▶ **TUGAS YANG DIKERJAKAN**: Sambung teks tentang Digipay di bawah, mulai tepat setelah kalimat terakhirnya.

▶ **KUTIPAN YANG DIBERIKAN**:
Selaras dengan hal tersebut, dalam upaya mendorong belanja pemerintah yang lebih praktis, efektif, dan efisien serta memberdayakan vendor yang sebagian besar merupakan UMKM melalui digital payment, lahirlah platform Digital Payment-Marketplace atau disingkat Digipay. Platform ini menyediakan layanan mulai dari pemesanan dan pemilihan barang/jasa, vendor UMKM, negosiasi harga, pembayaran, pengiriman barang ke pemesan, dan pelaporan transaksi secara elektronik.
Penggunaan digipay ini membawa dua misi besar. Pertama, modernisasi pengelolaan kas negara melalui pemanfaatan digital payment. Kedua, memberdayakan UMKM sekaligus mendorong serta memperkuat program Bangga Buatan Indonesia.
Implementasi Digipay diatur dalam Peraturan Direktur Jenderal Perbendaharan Nomor PER-20/PB/2019 tentang Uji Coba Penggunaan Uang Persediaan melalui Sistem Marketplace dan Digital Payment pada Satuan Kerja, yang dimaksud dengan sistem marketplace adalah sistem yang menyediakan layanan daftar penyedia barang/jasa, pemesanan barang jasa, pembayaran, dan pelaporan secara elektronik, dalam rangka penggunaan uang persediaan, yang disediakan oleh bank tempat menyimpan uang persediaan. Sedangkan digital payment adalah pembayaran dengan mekanisme overbooking/ pemindahbukuan dari rekening pengeluaran secara elektronik dengan kartu debit/Cash Management System (CMS) atau pendebetan Kartu Kredit Pemerintah (KKP) ke rekening penyedia barang/jasa, dalam rangka penggunaan uang persediaan melalui sistem marketplace.
Digipay merupakan salah satu bentuk platform yang merefleksikan modernisasi pengelolaan kas negara dan terkait erat dengan digitalisasi sistem pembayaran. Pembayaran digital menggunakan KKP dan/atau CMS Virtual Account yang dikembangkan oleh Kementerian Keuangan bekerjasama dengan Bank Himbara (BRI, BNI, Mandiri dan BTN). Ekosistemnya terbentuk dari Satker pengelola Uang Persediaan (UP) APBN dan vendor/toko/warung (UMKM) dengan berbasis rekening pada suatu bank yang sama.
Dengan penggunaan Digipay, sistem pembayaran pemerintah dengan memanfaatkan sistem perbankan diarahkan untuk mendukung digitalisasi pengelolaan kas.
Bila dibandingkan antara Digipay dengan marketplace popular saat ini (Tokopedia, Bukalapak, Shopee, Lazada) terdapat perbedaan, yaitu pertama aturan yang mengikat dalam proses pengadaan barang dan jasa dalam lingkup pemerintahan sejalan dengan aturan perundang-undangan yang berlaku meliputi persyaratan pengadaan barang/jasa pemerintah, kebijakan perpajakan, pembayaran atas beban APBN setelah barang/jasa diterima, dan kebijakan melindungi UMKM.

▶ **BARIS YANG DIBERIKAN**:
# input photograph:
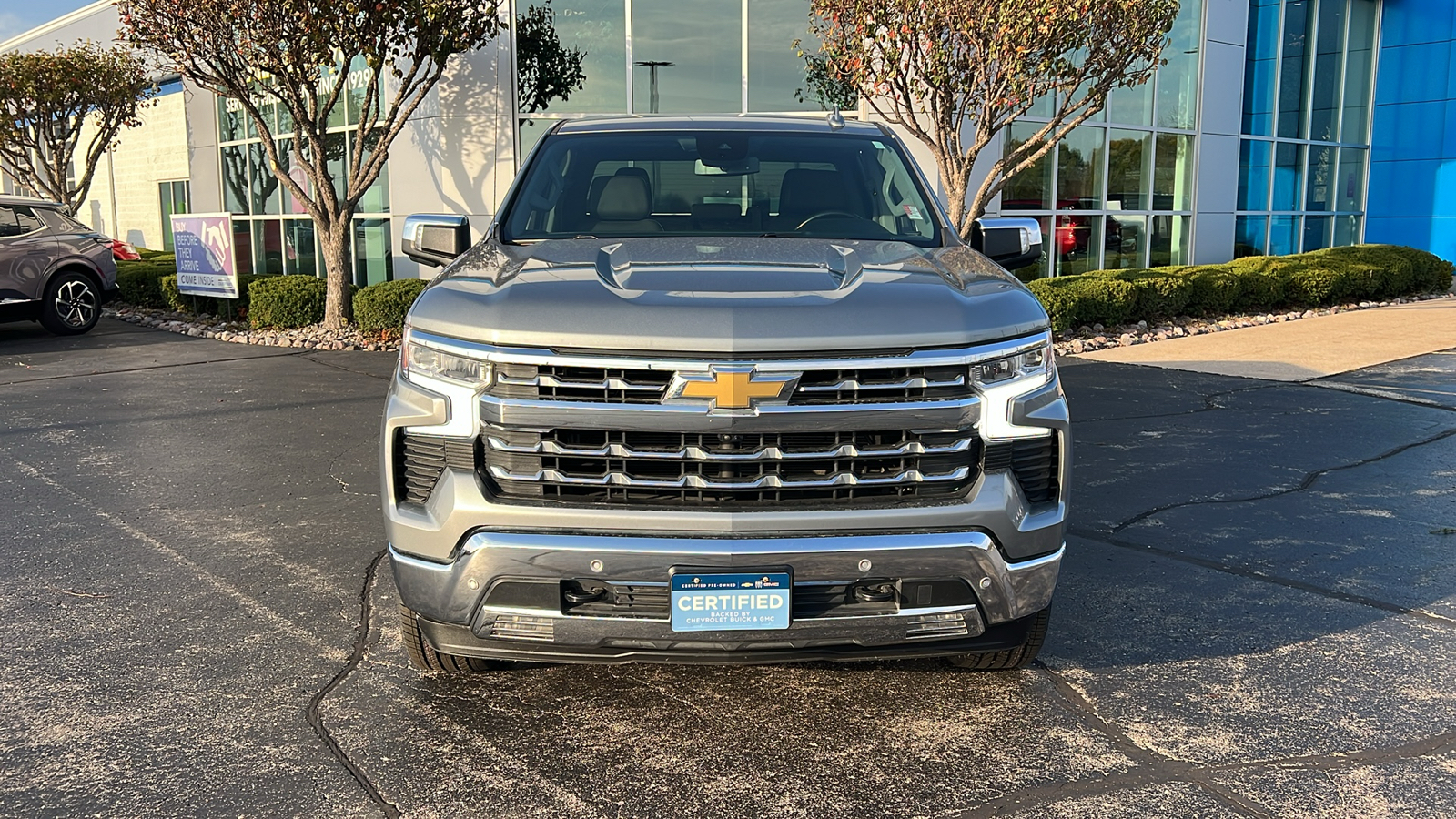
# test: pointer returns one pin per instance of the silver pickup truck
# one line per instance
(724, 389)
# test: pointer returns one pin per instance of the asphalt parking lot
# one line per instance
(1257, 617)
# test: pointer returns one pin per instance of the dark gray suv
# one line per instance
(53, 268)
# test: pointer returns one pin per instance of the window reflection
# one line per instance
(1128, 169)
(1330, 44)
(1178, 79)
(1172, 172)
(688, 56)
(1079, 169)
(1254, 175)
(1293, 76)
(1249, 235)
(775, 72)
(1259, 72)
(1289, 172)
(599, 29)
(1354, 124)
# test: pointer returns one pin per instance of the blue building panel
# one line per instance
(1409, 22)
(1412, 169)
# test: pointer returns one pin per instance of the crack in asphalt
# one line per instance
(1155, 768)
(1210, 402)
(1308, 481)
(153, 368)
(346, 369)
(1263, 576)
(361, 643)
(344, 486)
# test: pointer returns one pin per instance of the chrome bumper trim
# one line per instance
(453, 592)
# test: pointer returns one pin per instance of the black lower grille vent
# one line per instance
(421, 460)
(1034, 464)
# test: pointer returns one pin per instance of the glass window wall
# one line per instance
(273, 232)
(1117, 193)
(1305, 187)
(681, 57)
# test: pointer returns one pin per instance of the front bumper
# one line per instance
(458, 617)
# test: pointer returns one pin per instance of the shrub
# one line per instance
(172, 295)
(286, 300)
(1245, 285)
(1259, 288)
(383, 305)
(1212, 288)
(187, 303)
(1074, 300)
(140, 285)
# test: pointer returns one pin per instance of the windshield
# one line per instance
(718, 184)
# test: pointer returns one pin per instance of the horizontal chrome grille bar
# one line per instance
(699, 482)
(808, 363)
(565, 383)
(701, 453)
(855, 385)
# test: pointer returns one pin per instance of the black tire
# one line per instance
(72, 303)
(424, 656)
(1018, 658)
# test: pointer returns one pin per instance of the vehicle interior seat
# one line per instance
(625, 207)
(723, 216)
(805, 193)
(601, 182)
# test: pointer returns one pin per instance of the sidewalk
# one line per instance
(1305, 349)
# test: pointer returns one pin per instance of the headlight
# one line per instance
(419, 360)
(1019, 366)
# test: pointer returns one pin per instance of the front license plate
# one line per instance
(730, 602)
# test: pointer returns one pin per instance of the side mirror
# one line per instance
(434, 238)
(1008, 242)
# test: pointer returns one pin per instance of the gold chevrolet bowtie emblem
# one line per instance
(733, 388)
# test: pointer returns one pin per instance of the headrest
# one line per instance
(625, 198)
(717, 212)
(805, 193)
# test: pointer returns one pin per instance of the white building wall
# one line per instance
(458, 153)
(124, 200)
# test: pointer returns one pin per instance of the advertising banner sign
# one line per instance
(204, 249)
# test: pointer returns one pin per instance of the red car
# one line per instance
(123, 251)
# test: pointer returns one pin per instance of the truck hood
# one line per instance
(725, 296)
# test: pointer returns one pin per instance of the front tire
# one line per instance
(427, 659)
(1018, 658)
(72, 305)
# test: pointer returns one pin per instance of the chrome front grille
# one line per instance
(616, 385)
(733, 468)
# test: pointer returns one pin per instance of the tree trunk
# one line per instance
(339, 307)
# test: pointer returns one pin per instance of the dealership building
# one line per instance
(1274, 127)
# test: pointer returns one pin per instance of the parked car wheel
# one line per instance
(1009, 659)
(72, 305)
(424, 656)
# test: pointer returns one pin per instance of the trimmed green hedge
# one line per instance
(286, 300)
(383, 305)
(140, 283)
(1249, 285)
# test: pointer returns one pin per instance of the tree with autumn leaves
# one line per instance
(302, 57)
(51, 101)
(954, 73)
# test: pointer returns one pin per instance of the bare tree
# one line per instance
(46, 101)
(310, 58)
(954, 73)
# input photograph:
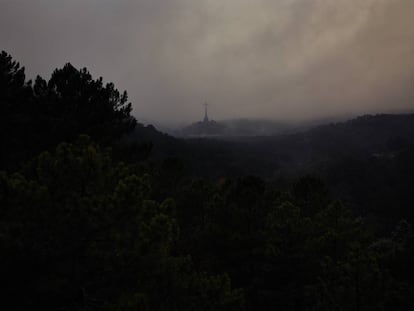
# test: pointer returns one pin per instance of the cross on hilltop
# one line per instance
(205, 112)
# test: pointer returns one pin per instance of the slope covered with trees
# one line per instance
(98, 212)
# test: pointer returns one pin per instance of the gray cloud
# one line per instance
(284, 59)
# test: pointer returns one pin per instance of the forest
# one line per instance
(100, 212)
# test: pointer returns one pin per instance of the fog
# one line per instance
(274, 59)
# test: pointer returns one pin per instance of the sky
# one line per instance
(273, 59)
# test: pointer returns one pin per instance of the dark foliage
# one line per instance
(98, 215)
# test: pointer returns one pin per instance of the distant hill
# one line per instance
(235, 128)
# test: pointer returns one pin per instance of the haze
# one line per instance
(280, 59)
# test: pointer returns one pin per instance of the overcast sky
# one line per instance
(280, 59)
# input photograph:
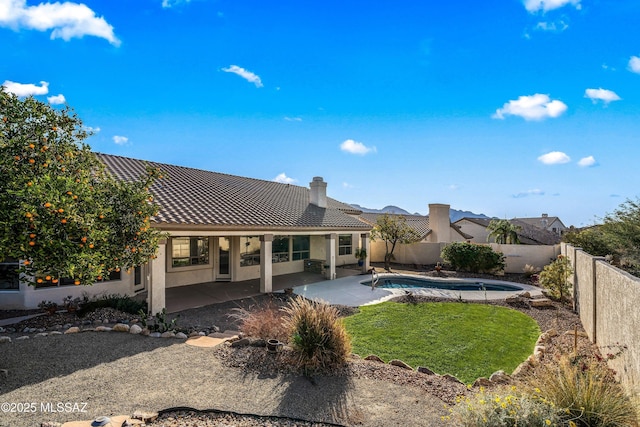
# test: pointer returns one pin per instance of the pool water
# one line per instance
(463, 285)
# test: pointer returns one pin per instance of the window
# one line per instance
(187, 251)
(280, 249)
(9, 275)
(300, 248)
(344, 244)
(250, 251)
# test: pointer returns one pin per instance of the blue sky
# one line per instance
(509, 108)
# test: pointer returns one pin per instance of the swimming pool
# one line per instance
(408, 282)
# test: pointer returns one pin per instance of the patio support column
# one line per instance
(156, 296)
(330, 259)
(365, 242)
(266, 268)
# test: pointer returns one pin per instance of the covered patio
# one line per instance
(203, 294)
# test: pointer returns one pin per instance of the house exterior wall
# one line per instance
(607, 304)
(517, 256)
(478, 232)
(31, 296)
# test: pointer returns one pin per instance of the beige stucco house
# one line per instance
(528, 234)
(223, 228)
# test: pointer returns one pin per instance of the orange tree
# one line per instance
(61, 212)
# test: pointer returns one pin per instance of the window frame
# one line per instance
(194, 241)
(345, 249)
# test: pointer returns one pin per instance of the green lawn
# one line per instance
(465, 340)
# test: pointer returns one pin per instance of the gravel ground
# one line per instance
(117, 373)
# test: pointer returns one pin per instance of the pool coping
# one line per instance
(350, 291)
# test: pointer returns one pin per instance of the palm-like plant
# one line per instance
(503, 232)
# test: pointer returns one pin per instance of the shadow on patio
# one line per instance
(203, 294)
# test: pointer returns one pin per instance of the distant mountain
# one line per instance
(386, 209)
(454, 214)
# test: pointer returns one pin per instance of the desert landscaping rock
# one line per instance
(425, 370)
(400, 364)
(121, 327)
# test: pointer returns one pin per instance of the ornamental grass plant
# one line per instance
(585, 392)
(506, 407)
(317, 335)
(266, 322)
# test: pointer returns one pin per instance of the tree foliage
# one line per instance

▶ **JAWABAN TUGAS**:
Kedua dari sisi pembayaran, yaitu transaksi di marketplace popular diproses penjual setelah pembeli menyelesaikan pembayaran, sedangkan pada Digipay pembayaran dilakukan setelah barang diterima.
Hal ini sesuai dengan amanah Undang-Undang Perbendaharaan Negara yang menjamin keamanan dan kepastian pembayaran dalam pengadaan barang dan jasa. Dari sisi perpajakan, pada marketplace populer, perhitungan dan pembayaran pajak tidak atau belum difasilitasi oleh platform, sedangkan di Digipay perhitungan dan pembayaran pajak telah difasilitasi oleh platform. Kemudian, yang terpenting sebagai bentuk kepedulian pemerintah dalam pemberdayaan UMKM yaitu dari sisi afirmasi UMKM, pada marketplace populer, vendor yang terdaftar tidak wajib UMKM dan produk lokal (dalam negeri), namun pada Digipay hanya memfasilitasi UMKM dan produk lokal (dalam negeri).
Untuk mengoptimalkan jumlah UMKM yang terdaftar di Digipay perlu dilakukan beberapa hal antara lain edukasi terkait proses bisnisnya dan juga edukasi untuk perubahan pikiran pelaku UMKM agar mau berubah dari kecenderungan transaksi secara konvensional menjadi digital. Diharapkan dengan semakin banyaknya UMKM yang bergabung dan terdaftar di Digipay, maka roda perekonomian Indonesia yang sebagian ditopang dari transaksi pelaku UMKM akan semakin membaik setelah gempuran pandemi Covid-19 sejak tahun 2019 yang lalu. (susi)
Catatan :
Artikel di atas merupakan pendapat pribadi dan tidak mewakili pandangan instansi dimana Penulis bekerja.